Exercise brief: Given the entries below, please return each one exactly.

Phrase grounding data:
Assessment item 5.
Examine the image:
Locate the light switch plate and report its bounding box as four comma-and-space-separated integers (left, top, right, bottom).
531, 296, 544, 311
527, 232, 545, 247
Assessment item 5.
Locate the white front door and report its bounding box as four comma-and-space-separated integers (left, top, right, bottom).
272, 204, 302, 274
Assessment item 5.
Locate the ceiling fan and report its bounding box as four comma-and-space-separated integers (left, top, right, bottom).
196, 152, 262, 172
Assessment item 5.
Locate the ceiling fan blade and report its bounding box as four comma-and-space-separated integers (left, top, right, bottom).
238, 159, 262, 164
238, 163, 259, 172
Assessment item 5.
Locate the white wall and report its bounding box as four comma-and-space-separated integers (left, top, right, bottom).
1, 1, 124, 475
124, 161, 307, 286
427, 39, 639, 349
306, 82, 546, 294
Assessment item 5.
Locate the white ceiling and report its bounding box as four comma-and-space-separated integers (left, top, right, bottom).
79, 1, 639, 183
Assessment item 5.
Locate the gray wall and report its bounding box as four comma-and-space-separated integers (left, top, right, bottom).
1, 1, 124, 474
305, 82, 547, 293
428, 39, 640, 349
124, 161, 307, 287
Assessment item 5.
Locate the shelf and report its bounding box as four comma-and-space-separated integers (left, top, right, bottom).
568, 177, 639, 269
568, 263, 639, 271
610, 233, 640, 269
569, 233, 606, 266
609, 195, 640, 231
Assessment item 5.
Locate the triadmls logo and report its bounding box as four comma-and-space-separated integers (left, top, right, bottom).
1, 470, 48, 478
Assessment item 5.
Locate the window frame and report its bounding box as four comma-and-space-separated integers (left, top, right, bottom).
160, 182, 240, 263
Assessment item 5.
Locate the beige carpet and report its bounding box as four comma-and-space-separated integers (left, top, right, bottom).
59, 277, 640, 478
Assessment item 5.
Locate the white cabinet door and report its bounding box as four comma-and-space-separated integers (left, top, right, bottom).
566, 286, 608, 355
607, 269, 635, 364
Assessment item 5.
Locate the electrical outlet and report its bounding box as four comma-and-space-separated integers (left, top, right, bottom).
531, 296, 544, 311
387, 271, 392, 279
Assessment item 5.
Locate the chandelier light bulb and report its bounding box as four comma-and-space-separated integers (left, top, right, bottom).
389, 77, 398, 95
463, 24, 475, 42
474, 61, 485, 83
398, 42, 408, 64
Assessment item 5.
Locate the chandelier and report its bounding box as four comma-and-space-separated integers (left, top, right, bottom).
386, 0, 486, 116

The completed task:
Assessment item 5.
Examine the image:
Locate the light switch plate and report its bounding box as four comma-and-space-separated integers (left, top, right, bottom).
531, 296, 544, 311
527, 232, 545, 247
Assessment item 5.
Locate the white front door and report its bounding box as four comma-and-space-separated integers (left, top, right, bottom).
272, 204, 302, 274
Assessment item 5.
Locate the ceiling fan and report its bounding box as four comma-and-space-separated integers (left, top, right, bottom).
196, 152, 262, 172
Assessment item 5.
Locate the ceiling fan blade and report its bounding box as four comma-and-space-separated integers (left, top, right, bottom).
238, 159, 262, 164
238, 163, 259, 172
Assessment item 5.
Locate the white wall and report its bounding box as four comma-and-space-separated integers (left, top, right, bottom).
1, 1, 124, 475
124, 161, 307, 286
427, 39, 639, 349
306, 82, 546, 294
Assessment item 5.
Locate the white ceiling and report its bounding box as four comma-and-space-separated integers (left, top, right, bottom).
79, 1, 639, 183
Assessment item 5.
Locate the gray wall and report its bounding box as four comma-and-space-separated integers (left, top, right, bottom).
1, 1, 124, 474
305, 82, 547, 293
428, 39, 640, 349
124, 161, 307, 287
Assessment item 5.
Locate the shelf and report its bounding box as four comma-and-space-separated integers (left, top, right, bottom).
568, 177, 639, 269
568, 263, 639, 271
610, 233, 640, 269
569, 233, 606, 266
609, 195, 640, 231
Assessment item 5.
Locate the triadmls logo and report its bounding box as four comma-and-space-separated integers (left, top, right, bottom).
1, 470, 48, 478
Assessment item 5.
Locate the window frame and report its bounding box as four comma-and-space-separated integers (left, top, right, bottom).
160, 182, 240, 263
Assessment item 5.
Locate the beige carpet and report its bounding box as four comma-and-space-separated integers (left, top, right, bottom).
59, 277, 640, 478
Assessment item 5.
Locate the white cabinet door and report its bounding box as four comma-and-space-separated integers (left, top, right, bottom).
566, 286, 608, 355
607, 269, 635, 364
Assessment item 5.
Locate the electrical outlet and report its bounding box as four comma-and-space-separated integers (left, top, right, bottom).
531, 296, 544, 311
387, 271, 392, 279
Assessment item 5.
Locate the chandelier light bulb and report its bounding box as four comma-and-space-separated integers (left, top, right, bottom).
389, 77, 398, 95
463, 24, 475, 42
474, 61, 485, 83
398, 42, 408, 64
Assessment item 5.
Locate the chandelier and report its bounding box as four comma-and-space-separated integers (left, top, right, bottom).
386, 0, 486, 116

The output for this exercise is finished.